## List of tasks
1. Reproduce the stretch of the engineered heart tissue abstract from "Methods: Human iPS-cells" through "days after transplantation.".
2. Write the next part of the abstract on human iPS-cell-derived heart tissue grafts, starting after its last sentence.

## Extracted text
------------------------------------------------
Subscribe to RSS
DOI: 10.1055/s-0034-1367125
Human iPS-cell-derived engineered heart tissue for cardiac repair
Objectives: Engineered heart tissue patches might provide a future option for the therapy of terminal heart failure. Recent advantages in stem cell biology allow the generation of large numbers of human induced pluripotent stem cell derived cardiomyocytes (hiPS-CM). Here we investigated if human iPS-cell derived engineered heart tissue (hEHT) grafts support left ventricular function in infarcted hearts of guinea pigs, a species with a relatively human-like cardiac physiology.
Methods: Human iPS-cells were generated by retroviral reprogramming of dermal fibroblasts. Subsequent cardiac differentiation was performed using an embryoid body-based three-stage differentiation protocol, resulting in ∼50% cardiomyocytes. EHT grafts were created from hiPS-CM (7 million cardiomyocytes per EHT). Left ventricular myocardial cryoinjury was induced in adult female guinea pigs (n = 10). 7 days after injury either hEHT grafts (2 per animal, n = 5) or noncontractile constructs (n = 5) were implanted. Functional parameters were examined by echocardiography at baseline and 7 and 35 days after cryoinfarction. Histological analysis of graft survival was assessed 28 days after transplantation.
------------------------------------------------
[Spatial localization data]

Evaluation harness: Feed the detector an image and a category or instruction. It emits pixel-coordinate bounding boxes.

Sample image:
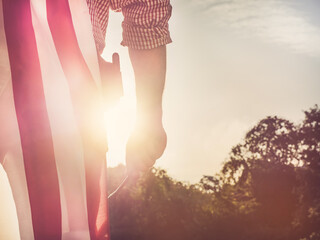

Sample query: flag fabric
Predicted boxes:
[0,0,171,240]
[0,0,109,240]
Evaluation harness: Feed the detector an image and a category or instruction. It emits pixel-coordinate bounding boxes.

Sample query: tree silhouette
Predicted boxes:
[108,105,320,240]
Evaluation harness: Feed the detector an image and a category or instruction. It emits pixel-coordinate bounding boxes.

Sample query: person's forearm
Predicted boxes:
[129,46,166,114]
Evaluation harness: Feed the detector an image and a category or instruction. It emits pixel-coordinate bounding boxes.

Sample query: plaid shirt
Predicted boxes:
[87,0,172,53]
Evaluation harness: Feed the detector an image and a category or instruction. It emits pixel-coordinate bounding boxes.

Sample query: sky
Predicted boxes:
[0,0,320,238]
[104,0,320,183]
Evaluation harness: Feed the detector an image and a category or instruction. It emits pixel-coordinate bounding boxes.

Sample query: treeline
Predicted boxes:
[109,105,320,240]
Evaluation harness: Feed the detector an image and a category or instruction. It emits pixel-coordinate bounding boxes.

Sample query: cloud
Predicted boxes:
[189,0,320,57]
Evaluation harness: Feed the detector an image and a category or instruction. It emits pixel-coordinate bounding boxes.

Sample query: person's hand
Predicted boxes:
[126,118,167,178]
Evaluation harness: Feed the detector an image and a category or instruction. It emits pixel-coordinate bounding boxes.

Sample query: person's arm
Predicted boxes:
[111,0,172,175]
[129,45,166,115]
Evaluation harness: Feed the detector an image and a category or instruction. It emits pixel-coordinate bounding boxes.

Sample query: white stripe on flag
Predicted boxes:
[31,0,90,240]
[0,1,34,240]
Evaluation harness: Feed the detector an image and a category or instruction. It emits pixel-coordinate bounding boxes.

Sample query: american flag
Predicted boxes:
[0,0,109,240]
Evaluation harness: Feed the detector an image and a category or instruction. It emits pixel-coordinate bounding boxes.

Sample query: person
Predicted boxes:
[87,0,172,175]
[0,0,171,240]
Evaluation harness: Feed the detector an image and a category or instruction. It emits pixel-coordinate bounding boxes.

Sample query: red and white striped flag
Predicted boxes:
[0,0,109,240]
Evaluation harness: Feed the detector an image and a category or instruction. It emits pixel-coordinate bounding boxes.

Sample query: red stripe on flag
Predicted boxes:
[3,0,61,240]
[47,0,107,240]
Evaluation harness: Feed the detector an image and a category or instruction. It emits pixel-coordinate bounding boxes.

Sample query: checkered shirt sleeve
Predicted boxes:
[87,0,172,52]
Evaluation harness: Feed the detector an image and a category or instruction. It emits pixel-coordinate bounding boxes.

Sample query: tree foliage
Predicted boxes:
[108,105,320,240]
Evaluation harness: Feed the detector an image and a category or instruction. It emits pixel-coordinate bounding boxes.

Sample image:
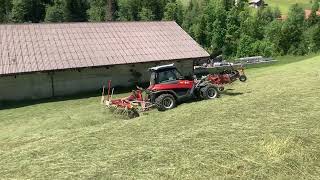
------------------------------------------------
## Answers to each task
1.
Methods: Human iPS-cells were generated by retroviral reprogramming of dermal fibroblasts. Subsequent cardiac differentiation was performed using an embryoid body-based three-stage differentiation protocol, resulting in ∼50% cardiomyocytes. EHT grafts were created from hiPS-CM (7 million cardiomyocytes per EHT). Left ventricular myocardial cryoinjury was induced in adult female guinea pigs (n = 10). 7 days after injury either hEHT grafts (2 per animal, n = 5) or noncontractile constructs (n = 5) were implanted. Functional parameters were examined by echocardiography at baseline and 7 and 35 days after cryoinfarction. Histological analysis of graft survival was assessed 28 days after transplantation.

2.
Results: Histological and immunohistochemical staining for H&E, Massons Trichrome and dystrophin showed survival of iPS-cell derived cardiomyocytes 28 days after transplantation. Human origin of surviving cardiomyocytes in the scar area was demonstrated by fluorescent-in-situ-hybridization. Echocardiography showed significantly reduced left ventricular ejection fraction (LVEF) and fractional area shortening (FAS) as well as left-ventricular dilatation 7 d after cryoinfarction in all animals. Animals receiving cell-free constructs showed further left ventricular dilatation 35 day after injury, whereas hEHT-implantation attenuated dilatation of the left ventricle. Furthermore echocardiography showed significantly improved left ventricular function (EF and FAS) in the hEHT group compared to animals receiving noncontractile constructs.
Conclusion: This study in a small group of animals provides the first and still early evidence that hiPS-CM EHTs survive after transplantation in infarcted guinea pig hearts and enhance cardiac contractile function in this model of myocardial injury.